Problem statement: Change "sample" to "example" in the lines from the line with "chandelier chain, placing" up to and including the line with "<point>279,103</point>", and return only those lines, leaving everything else in them unchanged.
* start *
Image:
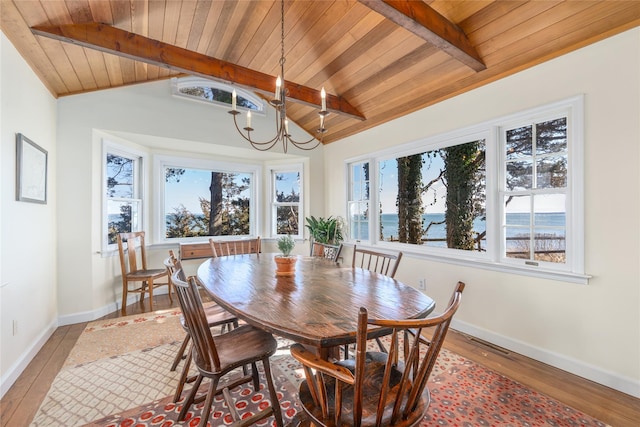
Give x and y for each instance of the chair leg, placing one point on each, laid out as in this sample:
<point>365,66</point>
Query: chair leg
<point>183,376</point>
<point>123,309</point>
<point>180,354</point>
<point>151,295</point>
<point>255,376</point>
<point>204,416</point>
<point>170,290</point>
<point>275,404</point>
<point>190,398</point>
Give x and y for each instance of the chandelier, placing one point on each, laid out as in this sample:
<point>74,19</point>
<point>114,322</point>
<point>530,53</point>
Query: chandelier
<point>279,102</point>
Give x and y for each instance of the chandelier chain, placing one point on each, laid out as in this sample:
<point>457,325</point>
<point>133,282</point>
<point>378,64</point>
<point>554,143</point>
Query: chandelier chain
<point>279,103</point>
* end *
* start *
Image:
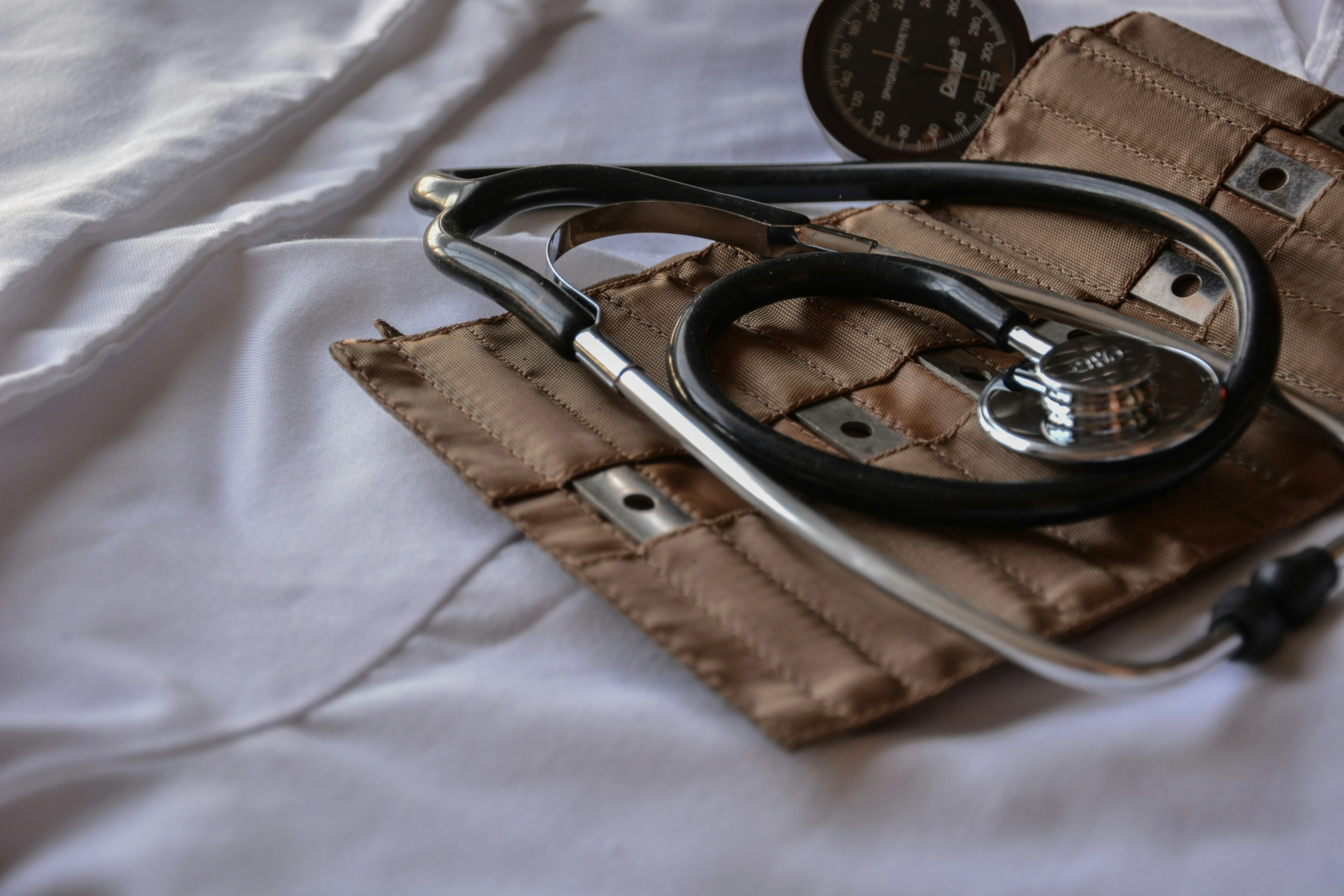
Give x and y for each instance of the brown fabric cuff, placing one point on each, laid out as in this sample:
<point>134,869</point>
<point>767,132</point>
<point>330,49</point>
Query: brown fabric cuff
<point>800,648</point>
* end *
* start *
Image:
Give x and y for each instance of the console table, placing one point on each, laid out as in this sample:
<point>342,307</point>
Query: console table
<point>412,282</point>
* end *
Answer:
Give x and y for each instance of the chandelier chain, placing one point on each, laid out as in this example:
<point>457,325</point>
<point>133,282</point>
<point>378,64</point>
<point>554,143</point>
Query: chandelier chain
<point>279,103</point>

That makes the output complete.